> Exercise directions
Write out, without any change, the lines in the material below that run from the line with "Practice step: find every instance of the man's mouth" through the line with "Practice step: find every instance of the black wristwatch", both included.

::: Data extract

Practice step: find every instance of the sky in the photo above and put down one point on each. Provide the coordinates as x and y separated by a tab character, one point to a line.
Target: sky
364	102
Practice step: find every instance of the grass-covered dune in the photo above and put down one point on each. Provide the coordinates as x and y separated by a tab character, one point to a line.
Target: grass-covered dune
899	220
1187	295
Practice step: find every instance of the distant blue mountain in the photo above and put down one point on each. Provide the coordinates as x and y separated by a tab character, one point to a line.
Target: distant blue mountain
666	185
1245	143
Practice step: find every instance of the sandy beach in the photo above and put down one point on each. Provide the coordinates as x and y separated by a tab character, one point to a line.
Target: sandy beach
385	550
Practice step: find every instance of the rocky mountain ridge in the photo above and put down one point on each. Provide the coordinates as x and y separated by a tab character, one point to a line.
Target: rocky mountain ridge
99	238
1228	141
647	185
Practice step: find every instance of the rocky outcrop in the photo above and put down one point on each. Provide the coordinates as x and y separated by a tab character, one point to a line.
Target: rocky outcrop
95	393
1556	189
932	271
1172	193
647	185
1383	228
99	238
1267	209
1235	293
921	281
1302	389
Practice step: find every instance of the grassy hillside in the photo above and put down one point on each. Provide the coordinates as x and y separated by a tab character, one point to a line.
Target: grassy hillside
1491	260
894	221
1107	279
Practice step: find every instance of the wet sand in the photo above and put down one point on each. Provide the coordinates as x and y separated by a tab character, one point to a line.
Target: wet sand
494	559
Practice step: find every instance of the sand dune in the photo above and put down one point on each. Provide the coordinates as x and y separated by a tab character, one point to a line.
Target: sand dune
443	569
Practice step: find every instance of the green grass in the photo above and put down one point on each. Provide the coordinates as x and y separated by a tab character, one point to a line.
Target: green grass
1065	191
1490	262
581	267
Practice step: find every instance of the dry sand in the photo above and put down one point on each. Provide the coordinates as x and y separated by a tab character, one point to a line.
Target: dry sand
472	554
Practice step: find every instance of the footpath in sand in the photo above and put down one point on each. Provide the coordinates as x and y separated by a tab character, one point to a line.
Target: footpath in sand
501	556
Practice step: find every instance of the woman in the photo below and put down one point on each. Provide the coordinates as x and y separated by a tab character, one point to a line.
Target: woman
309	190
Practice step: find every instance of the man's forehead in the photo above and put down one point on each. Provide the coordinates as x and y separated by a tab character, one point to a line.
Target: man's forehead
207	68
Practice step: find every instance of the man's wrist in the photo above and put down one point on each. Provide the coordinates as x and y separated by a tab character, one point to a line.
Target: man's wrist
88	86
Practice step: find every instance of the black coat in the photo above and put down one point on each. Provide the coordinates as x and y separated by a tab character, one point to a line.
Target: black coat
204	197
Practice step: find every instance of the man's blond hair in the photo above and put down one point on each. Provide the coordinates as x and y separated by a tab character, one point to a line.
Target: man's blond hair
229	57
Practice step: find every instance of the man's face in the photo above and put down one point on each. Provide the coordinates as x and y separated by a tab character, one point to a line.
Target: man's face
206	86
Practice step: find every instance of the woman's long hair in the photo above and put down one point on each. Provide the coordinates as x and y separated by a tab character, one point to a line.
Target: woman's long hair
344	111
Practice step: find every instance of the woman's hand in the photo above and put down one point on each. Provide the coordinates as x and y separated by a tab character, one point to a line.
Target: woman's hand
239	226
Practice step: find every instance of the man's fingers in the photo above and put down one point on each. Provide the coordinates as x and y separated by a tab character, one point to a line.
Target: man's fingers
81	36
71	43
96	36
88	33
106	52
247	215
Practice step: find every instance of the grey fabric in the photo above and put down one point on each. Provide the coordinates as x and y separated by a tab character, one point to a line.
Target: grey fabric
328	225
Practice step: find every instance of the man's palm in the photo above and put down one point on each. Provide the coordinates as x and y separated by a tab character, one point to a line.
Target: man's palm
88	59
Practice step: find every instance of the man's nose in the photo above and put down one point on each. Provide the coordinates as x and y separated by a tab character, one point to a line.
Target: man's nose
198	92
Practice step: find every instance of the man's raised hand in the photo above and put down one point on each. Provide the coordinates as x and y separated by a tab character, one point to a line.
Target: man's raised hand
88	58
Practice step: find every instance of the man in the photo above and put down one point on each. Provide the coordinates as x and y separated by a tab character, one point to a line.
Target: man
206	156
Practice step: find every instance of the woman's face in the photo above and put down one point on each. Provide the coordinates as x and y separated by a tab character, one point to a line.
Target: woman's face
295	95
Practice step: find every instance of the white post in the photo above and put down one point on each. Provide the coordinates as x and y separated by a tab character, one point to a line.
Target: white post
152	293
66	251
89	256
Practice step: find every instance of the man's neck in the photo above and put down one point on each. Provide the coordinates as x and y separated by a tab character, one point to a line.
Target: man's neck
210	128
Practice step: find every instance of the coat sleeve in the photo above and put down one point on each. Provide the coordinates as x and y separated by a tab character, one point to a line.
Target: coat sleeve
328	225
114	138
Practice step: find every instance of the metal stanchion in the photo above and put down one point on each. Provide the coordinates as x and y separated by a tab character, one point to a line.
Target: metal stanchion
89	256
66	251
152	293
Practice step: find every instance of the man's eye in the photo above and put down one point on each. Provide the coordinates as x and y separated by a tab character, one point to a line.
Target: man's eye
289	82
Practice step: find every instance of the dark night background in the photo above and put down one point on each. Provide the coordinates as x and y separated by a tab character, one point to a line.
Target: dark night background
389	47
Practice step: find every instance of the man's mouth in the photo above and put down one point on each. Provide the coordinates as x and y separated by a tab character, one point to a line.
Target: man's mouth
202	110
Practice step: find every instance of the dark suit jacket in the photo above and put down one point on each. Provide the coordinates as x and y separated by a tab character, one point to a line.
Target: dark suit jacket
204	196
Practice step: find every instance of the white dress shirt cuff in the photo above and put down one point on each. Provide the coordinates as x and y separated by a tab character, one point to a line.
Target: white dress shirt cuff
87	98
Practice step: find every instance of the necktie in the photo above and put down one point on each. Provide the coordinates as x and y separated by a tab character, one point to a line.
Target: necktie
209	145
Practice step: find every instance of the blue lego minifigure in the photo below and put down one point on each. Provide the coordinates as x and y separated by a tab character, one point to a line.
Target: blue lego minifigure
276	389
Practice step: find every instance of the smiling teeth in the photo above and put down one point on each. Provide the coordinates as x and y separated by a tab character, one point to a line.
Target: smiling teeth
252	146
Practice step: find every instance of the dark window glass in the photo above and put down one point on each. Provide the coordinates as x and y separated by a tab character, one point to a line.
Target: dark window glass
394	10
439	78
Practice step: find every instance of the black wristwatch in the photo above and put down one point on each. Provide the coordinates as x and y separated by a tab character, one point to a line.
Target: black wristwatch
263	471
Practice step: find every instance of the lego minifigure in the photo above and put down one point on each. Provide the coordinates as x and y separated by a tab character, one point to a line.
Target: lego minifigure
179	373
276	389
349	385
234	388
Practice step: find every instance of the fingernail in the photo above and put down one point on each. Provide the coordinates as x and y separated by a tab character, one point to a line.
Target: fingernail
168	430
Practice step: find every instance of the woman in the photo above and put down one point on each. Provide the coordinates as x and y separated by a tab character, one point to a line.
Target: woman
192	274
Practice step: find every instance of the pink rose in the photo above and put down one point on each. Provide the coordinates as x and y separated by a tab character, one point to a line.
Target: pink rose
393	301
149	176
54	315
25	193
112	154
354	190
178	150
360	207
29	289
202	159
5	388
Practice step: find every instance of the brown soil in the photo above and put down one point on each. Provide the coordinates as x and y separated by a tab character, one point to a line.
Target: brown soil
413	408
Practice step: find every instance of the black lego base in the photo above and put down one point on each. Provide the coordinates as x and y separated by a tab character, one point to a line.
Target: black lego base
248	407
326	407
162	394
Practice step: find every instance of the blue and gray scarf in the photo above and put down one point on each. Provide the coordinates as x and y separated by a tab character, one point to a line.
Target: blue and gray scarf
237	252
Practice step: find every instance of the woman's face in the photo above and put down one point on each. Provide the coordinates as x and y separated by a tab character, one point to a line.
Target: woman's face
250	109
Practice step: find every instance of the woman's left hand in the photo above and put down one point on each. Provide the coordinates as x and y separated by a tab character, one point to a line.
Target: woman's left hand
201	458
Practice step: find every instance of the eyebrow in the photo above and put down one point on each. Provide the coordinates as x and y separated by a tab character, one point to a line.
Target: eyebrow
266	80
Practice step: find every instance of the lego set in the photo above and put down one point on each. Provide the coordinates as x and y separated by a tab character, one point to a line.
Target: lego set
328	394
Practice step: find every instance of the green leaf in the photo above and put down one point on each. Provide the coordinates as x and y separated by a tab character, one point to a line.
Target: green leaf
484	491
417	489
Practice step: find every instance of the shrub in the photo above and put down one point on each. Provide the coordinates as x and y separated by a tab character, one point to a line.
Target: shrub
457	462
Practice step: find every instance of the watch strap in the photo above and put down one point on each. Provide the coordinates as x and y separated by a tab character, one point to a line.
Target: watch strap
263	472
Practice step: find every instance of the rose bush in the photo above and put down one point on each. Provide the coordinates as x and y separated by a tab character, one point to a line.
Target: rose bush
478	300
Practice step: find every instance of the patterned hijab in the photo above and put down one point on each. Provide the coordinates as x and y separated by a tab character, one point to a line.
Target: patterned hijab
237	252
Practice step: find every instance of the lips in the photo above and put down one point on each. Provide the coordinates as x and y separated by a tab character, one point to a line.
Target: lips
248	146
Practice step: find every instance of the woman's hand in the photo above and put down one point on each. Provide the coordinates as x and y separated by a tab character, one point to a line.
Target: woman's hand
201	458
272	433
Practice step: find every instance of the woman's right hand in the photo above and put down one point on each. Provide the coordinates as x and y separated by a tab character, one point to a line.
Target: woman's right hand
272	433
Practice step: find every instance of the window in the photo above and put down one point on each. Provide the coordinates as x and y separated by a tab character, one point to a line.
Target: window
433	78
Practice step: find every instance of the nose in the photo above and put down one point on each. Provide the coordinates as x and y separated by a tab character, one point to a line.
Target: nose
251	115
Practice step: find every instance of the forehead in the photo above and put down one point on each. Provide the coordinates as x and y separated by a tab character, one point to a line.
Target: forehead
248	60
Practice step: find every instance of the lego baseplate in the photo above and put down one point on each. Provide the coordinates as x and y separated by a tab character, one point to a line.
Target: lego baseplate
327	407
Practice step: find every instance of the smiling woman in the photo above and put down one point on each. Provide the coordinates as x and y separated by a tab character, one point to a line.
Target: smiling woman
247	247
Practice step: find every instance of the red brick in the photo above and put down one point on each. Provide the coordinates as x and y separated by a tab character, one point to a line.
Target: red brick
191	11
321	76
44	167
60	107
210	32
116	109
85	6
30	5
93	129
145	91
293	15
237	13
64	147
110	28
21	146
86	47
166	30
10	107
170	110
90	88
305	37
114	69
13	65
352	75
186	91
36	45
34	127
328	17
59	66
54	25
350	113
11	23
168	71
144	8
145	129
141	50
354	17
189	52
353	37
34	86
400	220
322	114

::::::

> Task answer
Practice step: find every instance of the man's mouth in the photo above and put down one point on each. Provide the coordinates as x and y separated by a tab character, one point to a line.
Target: man's mouth
202	110
Practice step: find every instance of the dark suit jacket in the photo above and put down one point on each. Provide the coordinates as x and y separated by a tab character, one point to a line.
Target: dark suit jacket
204	196
Practice step: find every instance of the white dress shirt cuff in the photo above and put down one point on each. Provide the coordinates as x and y separated by a tab character, one point to a line.
Target: white dress shirt cuff
87	98
Practice step: find every instance of the necktie in the photo above and put down one point on each. Provide the coordinates as x and y separated by a tab character, one point to a line.
Target: necktie
209	145
Practice step: find every instance of the blue lego minifigure in the photo below and put down one point on each. Provide the coordinates as x and y separated by a tab character, one point to a line.
Target: blue lego minifigure
276	389
Practice step: find every instance of the smiling teeth in the photo above and put down one point on each. Provide the coordinates as x and y separated by a tab character, one point to a line.
Target: smiling teeth
252	146
Practice step: find every instance of the dark window glass in the photo above and put down one point on each. Provide the coordinates as x and y separated by a tab character, one point to a line.
Target: dark window glass
394	10
439	78
Practice step: find every instance of the black wristwatch in the photo above and put down one point on each. Provide the coordinates as x and y separated by a tab character, one point to a line.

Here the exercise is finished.